Data provided:

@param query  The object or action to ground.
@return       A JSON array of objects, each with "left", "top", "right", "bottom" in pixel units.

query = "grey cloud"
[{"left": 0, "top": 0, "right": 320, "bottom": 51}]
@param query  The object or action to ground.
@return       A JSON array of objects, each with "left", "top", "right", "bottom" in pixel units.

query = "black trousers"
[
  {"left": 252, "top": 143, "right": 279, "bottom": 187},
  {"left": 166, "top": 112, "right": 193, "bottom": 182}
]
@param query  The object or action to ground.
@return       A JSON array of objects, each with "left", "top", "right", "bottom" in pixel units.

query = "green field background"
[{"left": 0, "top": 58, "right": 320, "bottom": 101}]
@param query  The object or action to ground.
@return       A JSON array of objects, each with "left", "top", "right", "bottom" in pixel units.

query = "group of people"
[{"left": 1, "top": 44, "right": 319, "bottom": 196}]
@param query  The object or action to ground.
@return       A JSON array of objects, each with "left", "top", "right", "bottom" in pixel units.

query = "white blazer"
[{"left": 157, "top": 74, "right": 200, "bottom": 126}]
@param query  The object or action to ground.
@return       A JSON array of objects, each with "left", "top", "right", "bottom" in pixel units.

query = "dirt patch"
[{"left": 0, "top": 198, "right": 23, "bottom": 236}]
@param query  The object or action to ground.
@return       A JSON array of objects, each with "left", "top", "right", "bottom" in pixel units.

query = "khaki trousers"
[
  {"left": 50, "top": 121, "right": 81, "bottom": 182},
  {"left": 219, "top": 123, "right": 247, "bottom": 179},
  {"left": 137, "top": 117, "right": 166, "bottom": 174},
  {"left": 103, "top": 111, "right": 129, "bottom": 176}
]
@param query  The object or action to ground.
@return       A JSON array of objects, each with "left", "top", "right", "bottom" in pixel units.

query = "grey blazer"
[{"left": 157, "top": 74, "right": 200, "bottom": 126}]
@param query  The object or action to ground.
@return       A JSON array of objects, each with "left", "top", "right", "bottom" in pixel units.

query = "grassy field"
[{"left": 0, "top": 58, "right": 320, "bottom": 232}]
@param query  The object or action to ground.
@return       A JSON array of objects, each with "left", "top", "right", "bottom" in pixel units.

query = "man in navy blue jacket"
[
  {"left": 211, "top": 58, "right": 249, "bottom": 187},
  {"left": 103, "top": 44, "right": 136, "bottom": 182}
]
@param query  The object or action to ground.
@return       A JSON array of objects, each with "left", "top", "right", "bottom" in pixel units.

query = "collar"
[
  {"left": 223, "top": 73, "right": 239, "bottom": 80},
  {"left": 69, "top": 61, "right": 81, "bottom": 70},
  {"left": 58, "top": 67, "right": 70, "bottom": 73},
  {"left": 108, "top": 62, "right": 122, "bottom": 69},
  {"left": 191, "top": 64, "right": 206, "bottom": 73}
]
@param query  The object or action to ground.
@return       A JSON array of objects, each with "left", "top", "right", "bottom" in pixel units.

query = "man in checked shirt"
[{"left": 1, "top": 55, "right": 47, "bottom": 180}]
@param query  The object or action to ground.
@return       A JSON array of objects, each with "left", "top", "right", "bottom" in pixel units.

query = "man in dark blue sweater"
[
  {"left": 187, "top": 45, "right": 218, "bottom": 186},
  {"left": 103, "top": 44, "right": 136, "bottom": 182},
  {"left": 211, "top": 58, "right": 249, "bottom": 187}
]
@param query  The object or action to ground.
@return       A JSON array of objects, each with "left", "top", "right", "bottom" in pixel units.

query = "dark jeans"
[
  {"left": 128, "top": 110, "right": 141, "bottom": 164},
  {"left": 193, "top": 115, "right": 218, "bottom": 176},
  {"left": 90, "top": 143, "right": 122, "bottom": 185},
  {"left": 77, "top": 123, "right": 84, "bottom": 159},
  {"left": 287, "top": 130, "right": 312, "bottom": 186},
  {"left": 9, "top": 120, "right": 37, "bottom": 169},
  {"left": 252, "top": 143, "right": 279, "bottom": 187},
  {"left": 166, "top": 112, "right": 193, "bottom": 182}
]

Exercise goal: Please count the lines in the listing above that contain the word "trousers". Reply with that number only.

Answer in full: 2